Raw data:
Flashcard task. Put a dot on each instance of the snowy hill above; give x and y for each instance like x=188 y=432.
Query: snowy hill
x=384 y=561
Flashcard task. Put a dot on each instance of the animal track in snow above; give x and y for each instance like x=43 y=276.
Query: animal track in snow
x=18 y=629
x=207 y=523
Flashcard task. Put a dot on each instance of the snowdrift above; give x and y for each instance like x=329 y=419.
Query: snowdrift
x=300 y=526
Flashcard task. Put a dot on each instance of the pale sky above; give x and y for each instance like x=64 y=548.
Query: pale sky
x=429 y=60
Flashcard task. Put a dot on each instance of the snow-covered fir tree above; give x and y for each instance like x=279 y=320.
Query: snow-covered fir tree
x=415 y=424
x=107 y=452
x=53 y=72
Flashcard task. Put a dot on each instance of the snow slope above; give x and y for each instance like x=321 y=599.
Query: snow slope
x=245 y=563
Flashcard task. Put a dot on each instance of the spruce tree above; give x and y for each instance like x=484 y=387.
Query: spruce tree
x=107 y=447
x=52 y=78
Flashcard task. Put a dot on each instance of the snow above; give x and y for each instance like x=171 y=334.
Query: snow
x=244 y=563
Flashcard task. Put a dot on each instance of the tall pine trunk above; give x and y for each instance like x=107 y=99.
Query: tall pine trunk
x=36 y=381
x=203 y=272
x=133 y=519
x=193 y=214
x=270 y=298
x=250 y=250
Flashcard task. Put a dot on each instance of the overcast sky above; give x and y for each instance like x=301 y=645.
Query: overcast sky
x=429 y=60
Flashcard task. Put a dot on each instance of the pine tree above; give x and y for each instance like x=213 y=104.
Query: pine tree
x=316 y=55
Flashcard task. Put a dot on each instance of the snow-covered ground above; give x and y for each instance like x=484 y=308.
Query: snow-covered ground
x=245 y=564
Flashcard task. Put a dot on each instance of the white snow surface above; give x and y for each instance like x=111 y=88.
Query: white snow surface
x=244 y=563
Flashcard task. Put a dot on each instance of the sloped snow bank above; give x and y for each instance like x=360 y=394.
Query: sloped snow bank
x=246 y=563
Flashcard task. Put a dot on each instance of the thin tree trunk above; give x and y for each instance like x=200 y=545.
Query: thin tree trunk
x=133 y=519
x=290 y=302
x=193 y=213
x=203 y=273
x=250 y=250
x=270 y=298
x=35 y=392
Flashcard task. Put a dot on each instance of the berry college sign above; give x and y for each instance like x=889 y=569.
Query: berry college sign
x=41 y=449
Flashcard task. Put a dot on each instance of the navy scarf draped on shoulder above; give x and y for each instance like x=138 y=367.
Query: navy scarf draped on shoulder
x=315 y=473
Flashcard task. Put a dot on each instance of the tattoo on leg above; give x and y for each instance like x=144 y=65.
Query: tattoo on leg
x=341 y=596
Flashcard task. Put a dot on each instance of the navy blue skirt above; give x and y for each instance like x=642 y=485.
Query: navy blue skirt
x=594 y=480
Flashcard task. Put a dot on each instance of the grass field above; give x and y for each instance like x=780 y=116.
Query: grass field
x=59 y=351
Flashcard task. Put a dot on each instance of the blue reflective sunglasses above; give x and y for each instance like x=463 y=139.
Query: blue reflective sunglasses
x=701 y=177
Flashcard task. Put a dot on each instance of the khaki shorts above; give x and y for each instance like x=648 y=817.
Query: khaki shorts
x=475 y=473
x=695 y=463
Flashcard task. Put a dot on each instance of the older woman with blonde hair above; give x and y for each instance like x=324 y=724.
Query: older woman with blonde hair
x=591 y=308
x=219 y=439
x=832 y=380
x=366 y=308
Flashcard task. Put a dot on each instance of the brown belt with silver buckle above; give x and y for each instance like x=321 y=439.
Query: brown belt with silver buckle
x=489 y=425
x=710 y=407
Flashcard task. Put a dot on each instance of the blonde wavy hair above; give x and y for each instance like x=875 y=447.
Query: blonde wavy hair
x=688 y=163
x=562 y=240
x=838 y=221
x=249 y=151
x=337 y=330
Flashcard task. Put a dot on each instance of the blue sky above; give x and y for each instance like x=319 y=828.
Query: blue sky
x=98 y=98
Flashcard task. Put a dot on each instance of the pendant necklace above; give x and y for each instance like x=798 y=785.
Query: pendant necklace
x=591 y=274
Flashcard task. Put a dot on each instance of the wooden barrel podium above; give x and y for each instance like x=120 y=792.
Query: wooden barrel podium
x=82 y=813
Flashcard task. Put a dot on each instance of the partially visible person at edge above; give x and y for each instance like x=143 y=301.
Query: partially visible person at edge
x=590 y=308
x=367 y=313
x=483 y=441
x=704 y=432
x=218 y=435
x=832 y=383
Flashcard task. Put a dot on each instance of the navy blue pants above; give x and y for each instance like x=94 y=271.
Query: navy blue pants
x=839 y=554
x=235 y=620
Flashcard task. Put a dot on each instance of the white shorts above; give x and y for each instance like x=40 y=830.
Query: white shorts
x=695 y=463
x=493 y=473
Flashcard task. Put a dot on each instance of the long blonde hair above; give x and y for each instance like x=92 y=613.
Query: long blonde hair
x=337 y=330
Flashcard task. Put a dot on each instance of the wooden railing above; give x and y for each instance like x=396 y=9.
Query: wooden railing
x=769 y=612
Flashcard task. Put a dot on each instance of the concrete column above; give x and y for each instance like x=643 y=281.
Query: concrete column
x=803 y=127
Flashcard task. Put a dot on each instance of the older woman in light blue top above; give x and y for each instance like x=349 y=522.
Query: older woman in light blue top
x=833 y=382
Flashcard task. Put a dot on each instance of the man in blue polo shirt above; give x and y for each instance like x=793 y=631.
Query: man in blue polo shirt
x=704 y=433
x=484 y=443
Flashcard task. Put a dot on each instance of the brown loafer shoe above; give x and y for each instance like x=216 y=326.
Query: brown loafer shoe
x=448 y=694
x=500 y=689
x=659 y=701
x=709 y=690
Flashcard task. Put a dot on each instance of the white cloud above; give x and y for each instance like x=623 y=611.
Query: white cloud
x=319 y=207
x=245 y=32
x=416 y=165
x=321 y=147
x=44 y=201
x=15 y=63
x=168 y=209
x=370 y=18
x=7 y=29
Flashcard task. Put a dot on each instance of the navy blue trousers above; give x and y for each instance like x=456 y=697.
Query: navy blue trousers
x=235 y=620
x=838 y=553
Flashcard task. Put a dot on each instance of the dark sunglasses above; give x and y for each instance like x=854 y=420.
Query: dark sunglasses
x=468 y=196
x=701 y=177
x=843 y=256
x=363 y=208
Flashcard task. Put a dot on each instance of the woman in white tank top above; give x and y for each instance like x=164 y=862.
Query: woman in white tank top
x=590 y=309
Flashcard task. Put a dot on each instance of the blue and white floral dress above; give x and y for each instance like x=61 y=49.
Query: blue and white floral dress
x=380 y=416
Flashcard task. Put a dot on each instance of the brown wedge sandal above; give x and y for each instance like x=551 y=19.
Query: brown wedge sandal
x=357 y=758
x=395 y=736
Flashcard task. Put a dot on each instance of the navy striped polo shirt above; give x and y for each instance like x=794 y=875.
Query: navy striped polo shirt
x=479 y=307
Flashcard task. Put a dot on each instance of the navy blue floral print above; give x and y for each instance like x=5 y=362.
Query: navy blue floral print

Work instructions:
Copy all of the material above word for word, keeping every line in its original order.

Expected answer:
Flashcard task. Put a dot on each instance of the snowy hill above; give x and y for each instance like x=188 y=432.
Query: snowy hill
x=384 y=561
Flashcard task. Put a dot on each instance of the animal track in snow above; give x and y for each instance like x=43 y=276.
Query: animal track in snow
x=18 y=629
x=207 y=523
Flashcard task. Put a dot on each instance of the snowdrift above; give x and y for each instance like x=329 y=419.
Query: snowdrift
x=300 y=526
Flashcard task. Put a dot on each instance of the pale sky above; give x and y for each instance like x=64 y=548.
Query: pale sky
x=429 y=60
Flashcard task. Put a dot on each instance of the snow-covered fir tree above; give x and y for each instance like x=279 y=320.
Query: snow-covered fir tree
x=415 y=424
x=107 y=452
x=53 y=72
Flashcard task. Put a dot on each instance of the snow slope above; give x and y for each instance like x=321 y=599.
Query: snow slope
x=245 y=563
Flashcard task. Put a dot on each instance of the spruce tree above; give x and y for each instance like x=484 y=387.
Query: spruce tree
x=107 y=447
x=52 y=78
Flashcard task. Put a dot on each instance of the snow above; give x and y for each instance like x=171 y=334.
Query: snow
x=244 y=563
Flashcard task. Put a dot on each instance of the tall pine trunk above; give x and y for each instance like x=107 y=99.
Query: tall pine trunk
x=36 y=381
x=203 y=272
x=133 y=519
x=193 y=214
x=270 y=298
x=250 y=250
Flashcard task. Put a dot on each instance of the overcast sky above; give x and y for each instance like x=301 y=645.
Query: overcast sky
x=429 y=60
Flashcard task. Put a dot on each instance of the pine tree above; give x and y for each instance like x=213 y=104.
Query: pine tree
x=316 y=55
Flashcard task. Put a dot on each instance of the snow-covered ground above; give x and y for each instance like x=484 y=308.
Query: snow-covered ground
x=245 y=564
Flashcard task. Put a dot on each instance of the white snow surface above; give x and y for each instance like x=111 y=88.
Query: white snow surface
x=244 y=563
Flashcard task. Put a dot on each instance of the sloped snow bank above; give x and y for each instance like x=360 y=394.
Query: sloped snow bank
x=246 y=563
Flashcard task. Put a dot on each instance of the thin tree trunk above; give x and y for each instance like x=200 y=545.
Query: thin tree trunk
x=133 y=519
x=290 y=302
x=193 y=213
x=203 y=273
x=250 y=250
x=270 y=298
x=35 y=392
Flashcard task. Put a dot on each instance of the berry college sign above; give x and y for each instance like x=889 y=569.
Query: berry college sign
x=41 y=449
Flashcard task. Put a dot on each instance of the navy scarf draped on shoulder above; give x and y for each instance like x=138 y=367.
Query: navy scarf draped on shoulder
x=315 y=473
Flashcard task. Put a dot on each instance of the tattoo on leg above; give x and y for each instance like x=144 y=65.
Query: tattoo on leg
x=341 y=596
Flashcard task. Put a dot on each instance of the navy blue skirt above; give x and y for each instance like x=642 y=485.
Query: navy blue skirt
x=594 y=480
Flashcard task. Put a dot on each instance of the grass field above; give x and y for each instance like x=780 y=116.
Query: grass field
x=59 y=351
Flashcard task. Put a dot on each instance of the blue reflective sunglasses above; give x and y for each instance like x=463 y=139.
Query: blue reflective sunglasses
x=701 y=177
Flashcard task. Put a dot on each instance of the khaki shorts above; give x and y for each instance like x=648 y=817.
Query: khaki shorts
x=475 y=473
x=695 y=463
Flashcard task. Put a dot on each instance of the older woman with blonde hair above; give x and y for each instance like x=324 y=724.
Query: older woman with blonde hair
x=591 y=308
x=219 y=439
x=832 y=380
x=366 y=308
Flashcard task. Put a dot on each instance of the brown belt with silver buckle above; give x and y for each instance like x=321 y=439.
Query: brown belt with silver buckle
x=489 y=425
x=710 y=407
Flashcard task. Put a dot on each instance of the blonde wavy hair above; give x and y for each instance like x=875 y=447.
Query: blonde wavy hair
x=688 y=163
x=562 y=240
x=838 y=221
x=249 y=151
x=337 y=330
Flashcard task. Put a dot on each instance of the blue sky above; give x and y for each instance like x=319 y=828.
Query: blue sky
x=98 y=98
Flashcard task. Put a dot on each instance of the pendant necklace above; give x and y for each instance like x=798 y=785.
Query: pendant necklace
x=591 y=274
Flashcard task. Put a dot on each instance of the wooden barrel podium above; give x and y for each instance like x=120 y=792.
Query: wooden barrel podium
x=82 y=813
Flashcard task. Put a dot on each instance of the partially visible person at edge above; give x and y for each instance like x=143 y=301.
Query: partially visible person at edge
x=590 y=308
x=367 y=313
x=483 y=441
x=704 y=432
x=218 y=435
x=832 y=383
Flashcard task. Put a dot on each instance of the navy blue pants above; give x and y for each instance like x=94 y=271.
Query: navy blue pants
x=839 y=554
x=235 y=620
Flashcard task. Put a dot on each instance of the white shorts above; give x and y for each instance like x=40 y=830.
Query: white shorts
x=695 y=463
x=493 y=473
Flashcard task. Put a dot on each instance of the long blonde hair above; give x and y for each instance like x=92 y=613.
Query: long blonde hair
x=337 y=330
Flashcard task. Put a dot on each instance of the wooden railing above; give x and y for each instance like x=396 y=9.
Query: wooden railing
x=769 y=612
Flashcard task. Put a dot on each instance of the concrete column above; give x and y for each instance like x=643 y=281.
Query: concrete column
x=803 y=127
Flashcard task. Put a dot on each instance of the older woman in light blue top above; give x and y for each instance like x=349 y=522.
Query: older woman in light blue top
x=833 y=382
Flashcard task. Put a dot on each instance of the man in blue polo shirt above; give x and y for each instance like x=793 y=631.
Query: man in blue polo shirt
x=704 y=433
x=484 y=443
Flashcard task. Put a dot on each instance of the brown loafer shoe above; give x and y for each instance like x=216 y=326.
Query: brown loafer shoe
x=448 y=694
x=500 y=689
x=659 y=701
x=709 y=690
Flashcard task. Put a dot on each instance of the white cloud above; give x and y for each instance like x=623 y=611.
Query: white cloud
x=319 y=207
x=245 y=32
x=416 y=165
x=321 y=147
x=44 y=201
x=15 y=63
x=168 y=209
x=370 y=18
x=7 y=29
Flashcard task. Put a dot on each instance of the navy blue trousers above; give x and y for each instance like x=456 y=697.
Query: navy blue trousers
x=235 y=620
x=838 y=553
Flashcard task. Put a dot on each instance of the dark sunglasses above; give x and y for each instance like x=854 y=420.
Query: dark sunglasses
x=468 y=196
x=701 y=177
x=843 y=256
x=363 y=208
Flashcard task. Put a dot on each instance of the woman in white tank top above; give x and y for each instance like x=164 y=862.
Query: woman in white tank top
x=590 y=309
Flashcard task. Put a dot on each instance of the blue and white floral dress above; give x and y for each instance like x=61 y=49.
Query: blue and white floral dress
x=380 y=416
Flashcard task. Put a dot on each instance of the brown wedge sandal above; give x and y for each instance like x=551 y=19.
Query: brown wedge sandal
x=357 y=758
x=395 y=736
Flashcard task. Put a dot on each instance of the navy striped polo shirt above; give x and y for each instance like x=794 y=875.
Query: navy striped polo shirt
x=479 y=307
Flashcard task. Put a dot on each instance of the navy blue floral print above; give x and y for each instance like x=5 y=362.
Query: navy blue floral print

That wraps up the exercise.